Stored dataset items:
>>>>>

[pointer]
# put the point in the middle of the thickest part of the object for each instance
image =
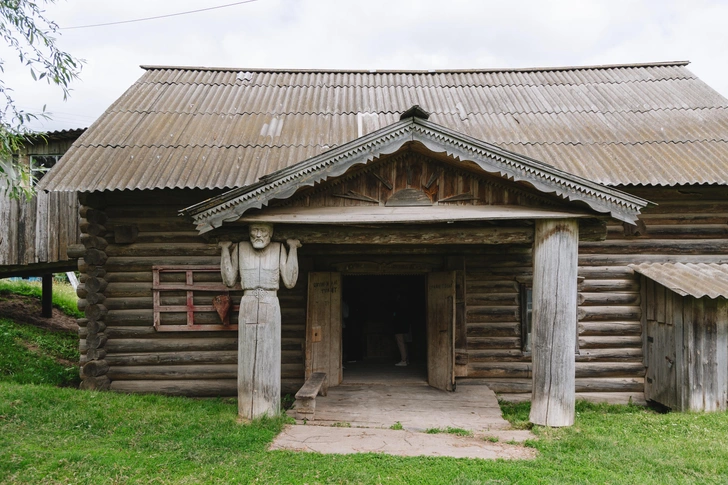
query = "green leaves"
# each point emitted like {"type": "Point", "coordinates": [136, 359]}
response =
{"type": "Point", "coordinates": [24, 28]}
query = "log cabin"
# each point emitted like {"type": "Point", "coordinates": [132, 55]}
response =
{"type": "Point", "coordinates": [509, 206]}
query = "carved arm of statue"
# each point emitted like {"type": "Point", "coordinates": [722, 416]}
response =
{"type": "Point", "coordinates": [289, 263]}
{"type": "Point", "coordinates": [229, 263]}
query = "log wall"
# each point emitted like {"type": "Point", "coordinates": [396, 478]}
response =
{"type": "Point", "coordinates": [688, 225]}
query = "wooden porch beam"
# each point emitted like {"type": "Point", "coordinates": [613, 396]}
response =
{"type": "Point", "coordinates": [404, 235]}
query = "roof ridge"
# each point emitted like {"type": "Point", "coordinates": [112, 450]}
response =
{"type": "Point", "coordinates": [415, 71]}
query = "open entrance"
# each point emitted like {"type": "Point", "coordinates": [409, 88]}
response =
{"type": "Point", "coordinates": [384, 328]}
{"type": "Point", "coordinates": [421, 308]}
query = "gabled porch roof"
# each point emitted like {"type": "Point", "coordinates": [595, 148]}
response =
{"type": "Point", "coordinates": [413, 127]}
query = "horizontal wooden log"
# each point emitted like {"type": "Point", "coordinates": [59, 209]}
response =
{"type": "Point", "coordinates": [152, 250]}
{"type": "Point", "coordinates": [94, 311]}
{"type": "Point", "coordinates": [94, 257]}
{"type": "Point", "coordinates": [173, 372]}
{"type": "Point", "coordinates": [427, 234]}
{"type": "Point", "coordinates": [608, 298]}
{"type": "Point", "coordinates": [606, 272]}
{"type": "Point", "coordinates": [583, 369]}
{"type": "Point", "coordinates": [500, 369]}
{"type": "Point", "coordinates": [131, 264]}
{"type": "Point", "coordinates": [92, 229]}
{"type": "Point", "coordinates": [478, 343]}
{"type": "Point", "coordinates": [590, 384]}
{"type": "Point", "coordinates": [95, 368]}
{"type": "Point", "coordinates": [656, 246]}
{"type": "Point", "coordinates": [94, 341]}
{"type": "Point", "coordinates": [494, 299]}
{"type": "Point", "coordinates": [636, 258]}
{"type": "Point", "coordinates": [92, 215]}
{"type": "Point", "coordinates": [197, 388]}
{"type": "Point", "coordinates": [609, 312]}
{"type": "Point", "coordinates": [610, 328]}
{"type": "Point", "coordinates": [76, 251]}
{"type": "Point", "coordinates": [584, 355]}
{"type": "Point", "coordinates": [100, 383]}
{"type": "Point", "coordinates": [611, 286]}
{"type": "Point", "coordinates": [169, 358]}
{"type": "Point", "coordinates": [94, 354]}
{"type": "Point", "coordinates": [498, 355]}
{"type": "Point", "coordinates": [119, 346]}
{"type": "Point", "coordinates": [491, 314]}
{"type": "Point", "coordinates": [89, 270]}
{"type": "Point", "coordinates": [494, 329]}
{"type": "Point", "coordinates": [93, 242]}
{"type": "Point", "coordinates": [609, 369]}
{"type": "Point", "coordinates": [600, 342]}
{"type": "Point", "coordinates": [609, 355]}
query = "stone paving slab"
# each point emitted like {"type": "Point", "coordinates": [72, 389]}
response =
{"type": "Point", "coordinates": [333, 440]}
{"type": "Point", "coordinates": [414, 407]}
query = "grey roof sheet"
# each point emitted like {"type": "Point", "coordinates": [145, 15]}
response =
{"type": "Point", "coordinates": [221, 128]}
{"type": "Point", "coordinates": [696, 280]}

<<<<<

The problem:
Make a word-for-word copy of the entries, without any pictures.

The reply:
[pointer]
# put the point in the middle of the thickest part of the object for each instance
image =
query = "green leaves"
# each point emitted like {"type": "Point", "coordinates": [136, 359]}
response =
{"type": "Point", "coordinates": [24, 28]}
query = "log cabin"
# each point emitted like {"type": "Point", "coordinates": [132, 55]}
response =
{"type": "Point", "coordinates": [509, 206]}
query = "carved arm of statue"
# each point emitted like {"type": "Point", "coordinates": [722, 416]}
response =
{"type": "Point", "coordinates": [289, 263]}
{"type": "Point", "coordinates": [229, 263]}
query = "log wall"
# each point emitted like {"type": "Point", "coordinates": [396, 478]}
response =
{"type": "Point", "coordinates": [688, 225]}
query = "wooden porch beam"
# each point emitted like {"type": "Point", "coordinates": [613, 396]}
response =
{"type": "Point", "coordinates": [404, 235]}
query = "roof ridge"
# each point emitted like {"type": "Point", "coordinates": [112, 450]}
response =
{"type": "Point", "coordinates": [415, 71]}
query = "open entrance"
# each point emitted like {"type": "Point", "coordinates": [409, 88]}
response =
{"type": "Point", "coordinates": [384, 328]}
{"type": "Point", "coordinates": [421, 308]}
query = "gabled porch roof"
# each point emitted like {"type": "Point", "coordinates": [595, 148]}
response =
{"type": "Point", "coordinates": [413, 127]}
query = "horizontal wooden log"
# each point emitted like {"type": "Point", "coordinates": [59, 209]}
response =
{"type": "Point", "coordinates": [152, 250]}
{"type": "Point", "coordinates": [94, 311]}
{"type": "Point", "coordinates": [94, 257]}
{"type": "Point", "coordinates": [173, 372]}
{"type": "Point", "coordinates": [427, 234]}
{"type": "Point", "coordinates": [608, 298]}
{"type": "Point", "coordinates": [606, 272]}
{"type": "Point", "coordinates": [583, 369]}
{"type": "Point", "coordinates": [500, 369]}
{"type": "Point", "coordinates": [131, 264]}
{"type": "Point", "coordinates": [92, 229]}
{"type": "Point", "coordinates": [478, 343]}
{"type": "Point", "coordinates": [590, 384]}
{"type": "Point", "coordinates": [95, 368]}
{"type": "Point", "coordinates": [656, 246]}
{"type": "Point", "coordinates": [94, 341]}
{"type": "Point", "coordinates": [494, 299]}
{"type": "Point", "coordinates": [636, 258]}
{"type": "Point", "coordinates": [92, 215]}
{"type": "Point", "coordinates": [197, 388]}
{"type": "Point", "coordinates": [609, 312]}
{"type": "Point", "coordinates": [610, 328]}
{"type": "Point", "coordinates": [76, 251]}
{"type": "Point", "coordinates": [584, 355]}
{"type": "Point", "coordinates": [100, 383]}
{"type": "Point", "coordinates": [611, 286]}
{"type": "Point", "coordinates": [169, 358]}
{"type": "Point", "coordinates": [94, 354]}
{"type": "Point", "coordinates": [498, 355]}
{"type": "Point", "coordinates": [119, 346]}
{"type": "Point", "coordinates": [491, 314]}
{"type": "Point", "coordinates": [89, 270]}
{"type": "Point", "coordinates": [494, 329]}
{"type": "Point", "coordinates": [93, 242]}
{"type": "Point", "coordinates": [609, 369]}
{"type": "Point", "coordinates": [600, 342]}
{"type": "Point", "coordinates": [609, 355]}
query = "stone paving slab"
# each point emitted like {"type": "Point", "coordinates": [72, 389]}
response =
{"type": "Point", "coordinates": [333, 440]}
{"type": "Point", "coordinates": [414, 407]}
query = "grey roof sheet"
# each point emitted like {"type": "Point", "coordinates": [145, 15]}
response =
{"type": "Point", "coordinates": [221, 128]}
{"type": "Point", "coordinates": [696, 280]}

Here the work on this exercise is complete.